Goal
Copy exactly the lines from the one containing "[tag] rock face: a pin per instance" through the last line of the records below, including both, and leave out any pictures.

(Dataset rows on where objects appear)
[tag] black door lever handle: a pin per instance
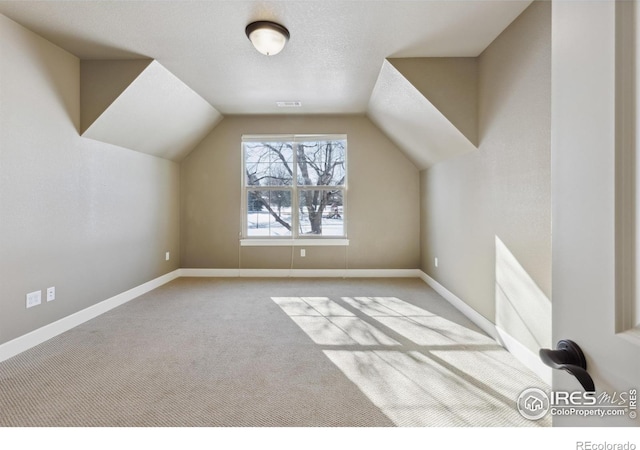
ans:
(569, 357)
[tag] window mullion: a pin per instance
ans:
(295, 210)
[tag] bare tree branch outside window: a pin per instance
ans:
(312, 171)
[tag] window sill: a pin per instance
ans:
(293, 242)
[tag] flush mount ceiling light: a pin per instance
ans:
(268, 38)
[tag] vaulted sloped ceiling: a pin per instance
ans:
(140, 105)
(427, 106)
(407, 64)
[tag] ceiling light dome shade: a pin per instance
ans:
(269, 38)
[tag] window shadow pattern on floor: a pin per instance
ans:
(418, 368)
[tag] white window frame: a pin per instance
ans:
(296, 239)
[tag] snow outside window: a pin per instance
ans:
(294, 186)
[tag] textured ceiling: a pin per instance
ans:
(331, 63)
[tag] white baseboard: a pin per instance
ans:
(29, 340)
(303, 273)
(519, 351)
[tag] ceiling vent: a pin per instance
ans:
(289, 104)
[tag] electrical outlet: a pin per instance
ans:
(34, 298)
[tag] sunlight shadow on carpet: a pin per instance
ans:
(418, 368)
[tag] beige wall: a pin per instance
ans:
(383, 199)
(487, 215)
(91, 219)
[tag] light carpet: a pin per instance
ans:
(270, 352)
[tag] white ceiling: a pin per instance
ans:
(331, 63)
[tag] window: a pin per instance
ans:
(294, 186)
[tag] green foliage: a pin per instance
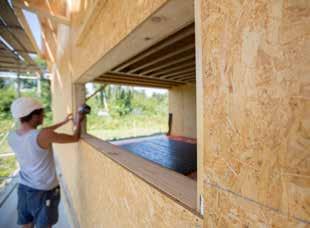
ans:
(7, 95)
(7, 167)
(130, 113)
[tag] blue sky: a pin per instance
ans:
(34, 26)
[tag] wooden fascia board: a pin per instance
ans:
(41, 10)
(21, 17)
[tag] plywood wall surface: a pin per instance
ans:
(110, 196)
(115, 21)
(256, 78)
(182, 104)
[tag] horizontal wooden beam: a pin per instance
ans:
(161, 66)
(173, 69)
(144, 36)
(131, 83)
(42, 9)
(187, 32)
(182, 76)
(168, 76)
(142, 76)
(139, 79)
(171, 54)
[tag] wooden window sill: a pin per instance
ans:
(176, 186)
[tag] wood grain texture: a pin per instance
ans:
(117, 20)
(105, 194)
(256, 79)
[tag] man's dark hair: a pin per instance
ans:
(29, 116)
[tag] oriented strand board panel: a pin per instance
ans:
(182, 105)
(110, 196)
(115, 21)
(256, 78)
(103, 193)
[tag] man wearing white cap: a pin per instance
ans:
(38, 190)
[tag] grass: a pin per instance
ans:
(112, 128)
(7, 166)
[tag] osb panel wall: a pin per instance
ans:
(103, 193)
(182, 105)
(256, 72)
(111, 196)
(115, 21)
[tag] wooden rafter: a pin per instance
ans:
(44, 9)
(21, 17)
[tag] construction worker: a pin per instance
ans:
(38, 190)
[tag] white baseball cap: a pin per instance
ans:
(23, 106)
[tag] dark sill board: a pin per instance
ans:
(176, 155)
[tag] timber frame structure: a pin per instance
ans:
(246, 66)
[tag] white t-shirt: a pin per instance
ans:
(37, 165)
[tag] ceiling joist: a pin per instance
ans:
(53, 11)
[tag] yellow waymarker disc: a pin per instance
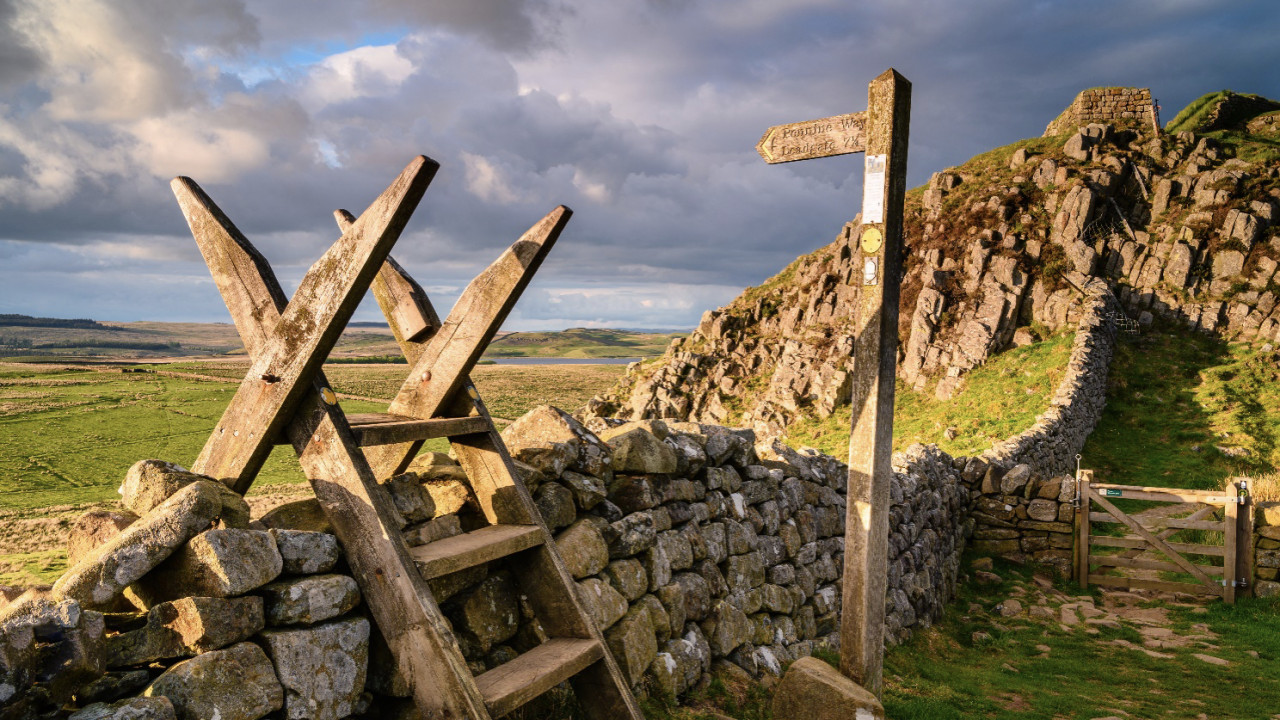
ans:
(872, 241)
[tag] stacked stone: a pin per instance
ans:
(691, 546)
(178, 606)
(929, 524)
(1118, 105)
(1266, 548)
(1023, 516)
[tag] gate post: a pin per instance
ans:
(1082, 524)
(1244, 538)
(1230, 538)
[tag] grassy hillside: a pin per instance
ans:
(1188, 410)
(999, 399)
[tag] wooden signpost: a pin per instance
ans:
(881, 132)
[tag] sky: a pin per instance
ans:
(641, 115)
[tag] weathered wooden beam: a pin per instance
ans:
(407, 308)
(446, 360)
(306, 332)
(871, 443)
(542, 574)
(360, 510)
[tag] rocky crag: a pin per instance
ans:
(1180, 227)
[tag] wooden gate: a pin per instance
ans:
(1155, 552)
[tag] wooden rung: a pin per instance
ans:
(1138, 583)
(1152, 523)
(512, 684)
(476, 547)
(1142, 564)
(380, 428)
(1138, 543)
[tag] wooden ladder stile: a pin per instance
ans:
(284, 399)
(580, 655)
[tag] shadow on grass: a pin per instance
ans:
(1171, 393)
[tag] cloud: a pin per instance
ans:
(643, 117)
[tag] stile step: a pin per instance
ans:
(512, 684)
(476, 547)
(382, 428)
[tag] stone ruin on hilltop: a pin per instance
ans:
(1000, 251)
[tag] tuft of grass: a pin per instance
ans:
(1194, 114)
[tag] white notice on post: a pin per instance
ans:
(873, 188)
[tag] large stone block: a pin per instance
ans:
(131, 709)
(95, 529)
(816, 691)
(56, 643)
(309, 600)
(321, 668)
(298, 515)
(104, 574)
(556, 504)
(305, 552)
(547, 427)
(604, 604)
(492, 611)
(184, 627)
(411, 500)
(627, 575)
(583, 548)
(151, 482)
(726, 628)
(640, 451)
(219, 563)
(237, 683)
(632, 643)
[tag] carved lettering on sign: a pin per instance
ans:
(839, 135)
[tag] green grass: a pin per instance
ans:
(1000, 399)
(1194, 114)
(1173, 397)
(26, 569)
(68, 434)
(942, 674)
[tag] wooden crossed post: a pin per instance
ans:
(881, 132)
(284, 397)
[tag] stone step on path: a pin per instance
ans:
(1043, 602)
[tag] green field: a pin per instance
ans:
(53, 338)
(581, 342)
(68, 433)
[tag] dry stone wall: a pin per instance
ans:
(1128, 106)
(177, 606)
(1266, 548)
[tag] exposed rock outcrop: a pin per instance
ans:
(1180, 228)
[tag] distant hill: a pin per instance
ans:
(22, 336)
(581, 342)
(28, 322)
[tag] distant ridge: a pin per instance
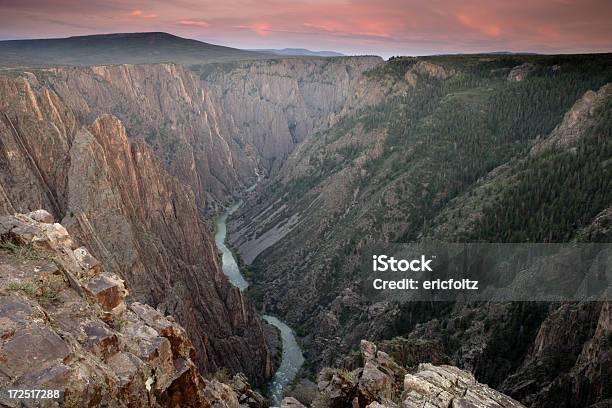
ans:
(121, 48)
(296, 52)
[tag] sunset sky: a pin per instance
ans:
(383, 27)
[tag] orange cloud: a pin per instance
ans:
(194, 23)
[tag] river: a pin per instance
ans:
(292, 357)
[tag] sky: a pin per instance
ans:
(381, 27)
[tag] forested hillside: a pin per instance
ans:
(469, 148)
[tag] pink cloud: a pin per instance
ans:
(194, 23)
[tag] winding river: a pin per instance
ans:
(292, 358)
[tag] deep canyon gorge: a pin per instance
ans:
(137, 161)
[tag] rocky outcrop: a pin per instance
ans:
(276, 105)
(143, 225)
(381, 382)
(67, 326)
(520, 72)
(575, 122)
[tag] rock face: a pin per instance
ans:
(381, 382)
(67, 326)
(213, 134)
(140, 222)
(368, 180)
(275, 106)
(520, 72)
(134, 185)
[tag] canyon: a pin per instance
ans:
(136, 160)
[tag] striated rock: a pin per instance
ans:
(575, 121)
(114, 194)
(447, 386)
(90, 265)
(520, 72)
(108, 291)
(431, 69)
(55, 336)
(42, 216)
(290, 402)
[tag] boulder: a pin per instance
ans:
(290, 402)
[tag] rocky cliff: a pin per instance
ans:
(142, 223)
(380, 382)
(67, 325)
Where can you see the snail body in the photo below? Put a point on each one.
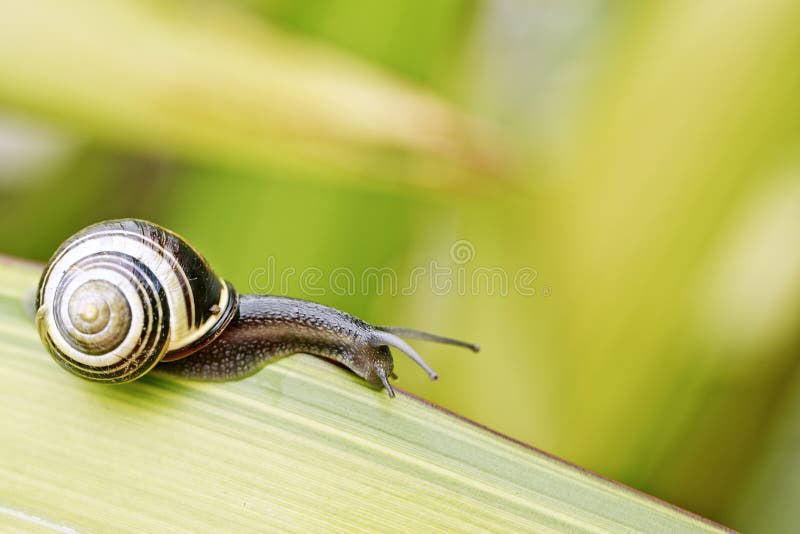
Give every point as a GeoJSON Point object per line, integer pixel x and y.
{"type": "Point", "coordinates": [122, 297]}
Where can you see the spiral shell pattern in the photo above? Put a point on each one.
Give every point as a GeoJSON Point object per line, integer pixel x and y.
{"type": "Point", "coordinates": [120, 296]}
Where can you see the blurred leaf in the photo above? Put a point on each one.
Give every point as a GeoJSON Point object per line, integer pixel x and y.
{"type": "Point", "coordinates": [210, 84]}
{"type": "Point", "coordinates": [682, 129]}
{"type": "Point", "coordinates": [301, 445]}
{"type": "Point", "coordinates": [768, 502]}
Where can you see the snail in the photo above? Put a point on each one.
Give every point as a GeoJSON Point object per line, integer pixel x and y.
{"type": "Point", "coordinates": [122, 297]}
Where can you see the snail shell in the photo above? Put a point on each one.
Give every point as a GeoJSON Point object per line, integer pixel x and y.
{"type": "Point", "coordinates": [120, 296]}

Written answer
[tag] rock face: a pin per instance
ans:
(381, 382)
(67, 326)
(213, 134)
(140, 222)
(368, 180)
(275, 106)
(520, 72)
(134, 185)
[tag] canyon: a pin per instance
ans:
(136, 160)
[tag] striated rock: a pin per instance
ans:
(575, 121)
(114, 194)
(447, 386)
(90, 265)
(520, 72)
(108, 291)
(431, 69)
(55, 336)
(42, 216)
(290, 402)
[tag] boulder: a pin per instance
ans:
(290, 402)
[tag] rocky cliff: a pin per instance
ans:
(142, 223)
(380, 382)
(67, 325)
Where can you see the snail body in the photo below? Put a point on each one.
Give every point as a GeoJSON Point object per line, integer pixel x and y.
{"type": "Point", "coordinates": [122, 297]}
Where can you see the spiral shell pattern in the photo above? Put a point on each one.
Give every point as a GeoJSON Point object per line, integer pixel x and y.
{"type": "Point", "coordinates": [120, 296]}
Where can you see the blurred leaf in the photo above? Put a point on each one.
Give every point as a GeoJSON Point object per line, integer pixel x and y.
{"type": "Point", "coordinates": [210, 84]}
{"type": "Point", "coordinates": [682, 129]}
{"type": "Point", "coordinates": [301, 445]}
{"type": "Point", "coordinates": [768, 502]}
Where can you see the snail in the photo above? Put a point on each one.
Give every point as a GeoJSON Point object per line, integer pixel x and y.
{"type": "Point", "coordinates": [122, 297]}
Where can you see the snail shell in the photo above? Put a point on each one.
Give every point as a GeoJSON Point object per line, integer pixel x and y.
{"type": "Point", "coordinates": [120, 296]}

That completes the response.